(Extracted records)
•••••

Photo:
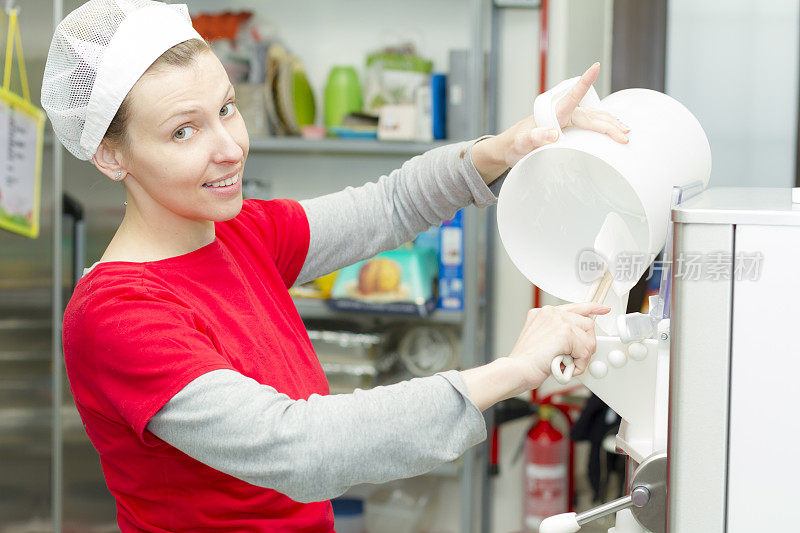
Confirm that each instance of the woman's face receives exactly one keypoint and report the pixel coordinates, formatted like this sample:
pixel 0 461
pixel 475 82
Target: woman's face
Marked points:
pixel 186 137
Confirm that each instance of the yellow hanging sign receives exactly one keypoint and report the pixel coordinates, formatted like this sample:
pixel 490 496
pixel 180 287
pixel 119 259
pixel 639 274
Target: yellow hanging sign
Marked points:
pixel 21 136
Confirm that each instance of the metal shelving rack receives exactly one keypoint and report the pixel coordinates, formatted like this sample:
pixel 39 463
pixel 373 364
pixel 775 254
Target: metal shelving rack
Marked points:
pixel 478 258
pixel 478 269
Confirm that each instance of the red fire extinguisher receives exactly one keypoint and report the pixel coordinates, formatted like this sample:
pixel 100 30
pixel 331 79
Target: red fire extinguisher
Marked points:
pixel 546 472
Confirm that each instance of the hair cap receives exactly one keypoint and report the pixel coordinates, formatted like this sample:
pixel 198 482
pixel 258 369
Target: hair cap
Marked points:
pixel 98 53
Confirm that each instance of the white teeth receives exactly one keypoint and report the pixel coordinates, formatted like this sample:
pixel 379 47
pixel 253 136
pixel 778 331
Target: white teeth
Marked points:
pixel 223 183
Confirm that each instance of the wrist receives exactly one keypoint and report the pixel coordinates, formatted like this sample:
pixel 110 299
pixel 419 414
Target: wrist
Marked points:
pixel 498 380
pixel 487 156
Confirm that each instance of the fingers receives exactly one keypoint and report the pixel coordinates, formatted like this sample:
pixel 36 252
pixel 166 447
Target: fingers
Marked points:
pixel 601 122
pixel 585 345
pixel 570 101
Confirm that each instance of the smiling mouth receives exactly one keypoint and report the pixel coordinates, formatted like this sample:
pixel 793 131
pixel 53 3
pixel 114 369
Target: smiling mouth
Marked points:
pixel 223 183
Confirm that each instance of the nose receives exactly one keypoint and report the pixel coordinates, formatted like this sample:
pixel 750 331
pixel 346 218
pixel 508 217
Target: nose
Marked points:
pixel 226 149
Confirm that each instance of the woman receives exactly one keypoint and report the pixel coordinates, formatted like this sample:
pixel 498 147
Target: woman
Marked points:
pixel 188 362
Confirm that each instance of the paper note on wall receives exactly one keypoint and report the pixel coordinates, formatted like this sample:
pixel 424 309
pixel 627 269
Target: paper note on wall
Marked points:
pixel 21 129
pixel 21 133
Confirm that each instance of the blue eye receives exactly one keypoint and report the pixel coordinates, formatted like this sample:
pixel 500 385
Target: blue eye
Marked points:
pixel 184 133
pixel 225 111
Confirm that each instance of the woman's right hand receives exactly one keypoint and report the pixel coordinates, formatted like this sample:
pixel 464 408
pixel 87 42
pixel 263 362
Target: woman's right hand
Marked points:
pixel 553 331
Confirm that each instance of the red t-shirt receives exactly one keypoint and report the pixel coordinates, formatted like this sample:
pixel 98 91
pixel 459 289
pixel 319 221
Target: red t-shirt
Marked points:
pixel 135 334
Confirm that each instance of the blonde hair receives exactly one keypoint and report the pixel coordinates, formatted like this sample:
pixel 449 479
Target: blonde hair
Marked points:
pixel 180 55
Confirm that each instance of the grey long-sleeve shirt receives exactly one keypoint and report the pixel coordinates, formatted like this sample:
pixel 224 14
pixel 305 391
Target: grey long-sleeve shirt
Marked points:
pixel 315 449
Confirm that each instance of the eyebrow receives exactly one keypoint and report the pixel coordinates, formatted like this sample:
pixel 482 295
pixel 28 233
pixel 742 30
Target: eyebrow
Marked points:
pixel 191 110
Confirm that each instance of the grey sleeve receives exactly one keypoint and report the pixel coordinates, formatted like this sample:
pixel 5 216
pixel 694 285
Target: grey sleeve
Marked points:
pixel 359 222
pixel 315 449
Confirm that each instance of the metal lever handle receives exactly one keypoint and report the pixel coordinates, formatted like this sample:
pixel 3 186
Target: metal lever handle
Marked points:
pixel 571 522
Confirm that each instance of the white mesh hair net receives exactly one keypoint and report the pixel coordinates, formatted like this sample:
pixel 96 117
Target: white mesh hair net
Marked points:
pixel 98 53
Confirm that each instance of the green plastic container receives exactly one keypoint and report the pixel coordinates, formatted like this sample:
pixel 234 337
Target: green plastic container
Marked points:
pixel 342 95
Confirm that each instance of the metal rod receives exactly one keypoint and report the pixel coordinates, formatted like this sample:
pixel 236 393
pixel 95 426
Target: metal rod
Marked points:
pixel 57 471
pixel 637 498
pixel 605 509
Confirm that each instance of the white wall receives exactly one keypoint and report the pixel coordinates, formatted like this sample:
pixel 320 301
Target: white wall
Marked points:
pixel 733 63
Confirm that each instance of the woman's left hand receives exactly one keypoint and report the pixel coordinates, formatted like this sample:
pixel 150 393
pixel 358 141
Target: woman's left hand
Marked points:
pixel 495 154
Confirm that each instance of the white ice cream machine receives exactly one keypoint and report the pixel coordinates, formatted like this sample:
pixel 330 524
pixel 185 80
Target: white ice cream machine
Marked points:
pixel 707 383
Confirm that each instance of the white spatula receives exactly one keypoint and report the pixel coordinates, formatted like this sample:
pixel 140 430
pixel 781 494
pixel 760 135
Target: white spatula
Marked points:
pixel 613 239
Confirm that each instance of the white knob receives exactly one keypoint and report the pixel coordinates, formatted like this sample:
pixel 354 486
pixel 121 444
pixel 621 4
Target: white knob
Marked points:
pixel 560 523
pixel 598 369
pixel 617 358
pixel 637 351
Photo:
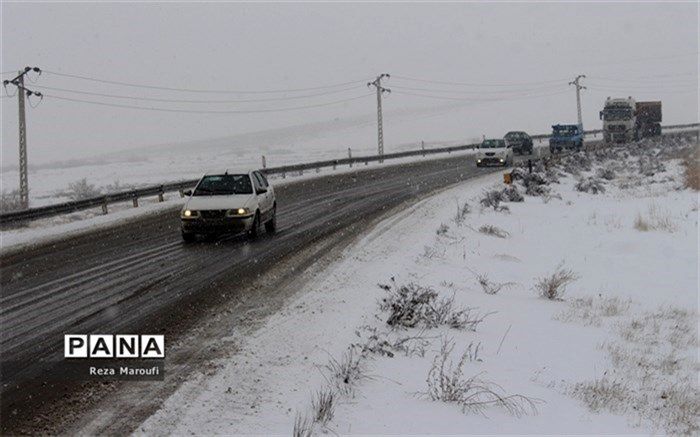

•••••

■ Exercise goal ■
Can you rewrite the entire listing above with every "Marked points" replaced by "Labeled points" and nothing else changed? Leave the pictures out.

■ Answer to this exercise ■
Photo:
Confirm that each instance of the woman's face receives exactly one keypoint and report the pixel coordinates, formatted like this sample:
pixel 0 461
pixel 475 82
Target: woman's face
Labeled points:
pixel 186 137
Confirm that each instance of the yellow hanging sign receives exactly one keypoint and report the pixel coordinates, formatted like this sample:
pixel 490 496
pixel 180 287
pixel 119 259
pixel 639 274
Target: yellow hanging sign
Labeled points:
pixel 21 136
Confirm that each instance of the metal shelving rack receives exactly one keypoint and report the pixel coordinates, formatted like this sample:
pixel 39 463
pixel 373 364
pixel 775 254
Target: metal shelving rack
Labeled points:
pixel 478 258
pixel 478 269
Confirm that each instance of the red fire extinguisher receives exactly one keypoint and report the pixel coordinates, formatted like this sample:
pixel 100 30
pixel 331 79
Target: red fire extinguisher
Labeled points:
pixel 546 472
Confirm that each instance of the hair cap receives exactly one keypoint and report the pixel coordinates, formatted like this sample:
pixel 198 482
pixel 258 369
Target: hair cap
Labeled points:
pixel 98 53
Confirm that each instance of the white teeth receives exactly one keypoint and report the pixel coordinates, formatted like this sample:
pixel 379 47
pixel 253 136
pixel 778 331
Target: white teeth
Labeled points:
pixel 223 183
Confirm that each instance of the wrist receives exactly one keypoint and report the pixel coordinates, formatted like this sample:
pixel 110 299
pixel 419 414
Target: wrist
Labeled points:
pixel 498 380
pixel 487 156
Confirm that each instance of the fingers receives exactly one keypoint and report the pixel coordinates, formatted like this sample:
pixel 36 252
pixel 166 447
Target: fingers
Labeled points:
pixel 601 122
pixel 585 345
pixel 570 101
Confirm that each instance of the smiling mouth receives exactly one keypoint and report the pixel coordinates, formatted like this sample:
pixel 793 131
pixel 53 3
pixel 114 369
Target: smiling mouth
Labeled points:
pixel 223 183
Confirm that each instance of the nose receives exactly one keypoint and report the pixel coordinates, formatted like this sample:
pixel 750 331
pixel 346 218
pixel 508 217
Target: nose
Labeled points:
pixel 226 149
Confirm that each instance of the woman receives exactly one keypoint and report the pixel coordinates, formatted like this sample:
pixel 498 147
Target: woman
Labeled points:
pixel 188 362
Confirm that each instance of the paper note on wall receives exactly one keypoint and report the pixel coordinates, formatted like this sample:
pixel 424 309
pixel 627 269
Target: paper note on wall
Labeled points:
pixel 21 129
pixel 21 133
Confirm that each instance of the blue eye receives exactly one keypoint and report the pixel coordinates, formatted like this sample:
pixel 500 385
Target: blue eye
Labeled points:
pixel 184 133
pixel 225 111
Confirm that each instance of the woman's right hand receives exactly one keypoint and report the pixel coordinates, formatted like this sample:
pixel 464 408
pixel 87 42
pixel 263 362
Target: woman's right hand
Labeled points:
pixel 553 331
Confirm that each instance of the red t-shirt receives exactly one keypoint and report the pixel coordinates, formatted like this sample:
pixel 98 91
pixel 459 289
pixel 319 221
Target: red t-shirt
Labeled points:
pixel 135 334
Confirm that each instance of the blonde hair receives exactly one keypoint and report the pixel coordinates, formatted like this sample:
pixel 449 479
Target: blonde hair
Labeled points:
pixel 180 55
Confirm that each instance of the grey long-sleeve shirt receives exactly one keypoint and report the pixel coordinates, formatted like this sample:
pixel 224 14
pixel 305 391
Target: grey long-sleeve shirt
Labeled points:
pixel 315 449
Confirm that each instance of the eyebrow receives exactly one keypoint and report the pixel coordinates, formatted like this sample:
pixel 482 295
pixel 28 233
pixel 742 30
Target: eyebrow
Labeled points:
pixel 191 110
Confirm that each instance of the grey sleeve receives exactly one keypoint and report the pixel coordinates, formatted like this sample:
pixel 5 216
pixel 694 285
Target: grey sleeve
Labeled points:
pixel 359 222
pixel 315 449
Confirm that each instance of the metal lever handle receives exactly one keypoint and report the pixel coordinates, formatted like this sample:
pixel 3 186
Target: metal lever handle
Labeled points:
pixel 571 522
Confirm that each instance of the white mesh hair net receives exactly one keypoint and report the pixel coordinates, formatted like this sample:
pixel 96 117
Target: white mesh hair net
Labeled points:
pixel 98 53
Confirm that each instance of the green plastic container receives exactly one keypoint and report the pixel coordinates, formatted like this sample:
pixel 234 337
Target: green plastic container
Labeled points:
pixel 342 95
Confirm that each instance of the metal rod receives exactly one keypoint and report the pixel coordinates, formatted like this sample:
pixel 236 393
pixel 95 426
Target: metal rod
Labeled points:
pixel 57 471
pixel 637 498
pixel 605 509
Confirm that each instance of the white wall receives exactly one keypoint and report the pixel coordinates, formatted like this sample:
pixel 320 301
Target: white wall
Labeled points:
pixel 733 63
Confirm that each instance of the woman's left hand receives exactly one keypoint and report the pixel coordinates, formatted like this sample:
pixel 150 393
pixel 358 141
Target: woman's left hand
Labeled points:
pixel 495 154
Confirm that each instance of the white ice cream machine receives exactly one keypoint and report the pixel coordinates, formatted like this sample:
pixel 330 524
pixel 185 80
Target: white ice cream machine
Labeled points:
pixel 707 383
Confirm that each instance of the white spatula receives exactly one keypoint and report the pixel coordinates, formatted like this sample:
pixel 140 430
pixel 781 494
pixel 760 135
Target: white spatula
Labeled points:
pixel 613 239
Confirm that each instance of the white knob receives exactly one keypoint and report the pixel coordinates, formatted like this sample:
pixel 354 486
pixel 121 444
pixel 621 4
Target: white knob
Labeled points:
pixel 560 523
pixel 598 369
pixel 617 358
pixel 637 351
Photo:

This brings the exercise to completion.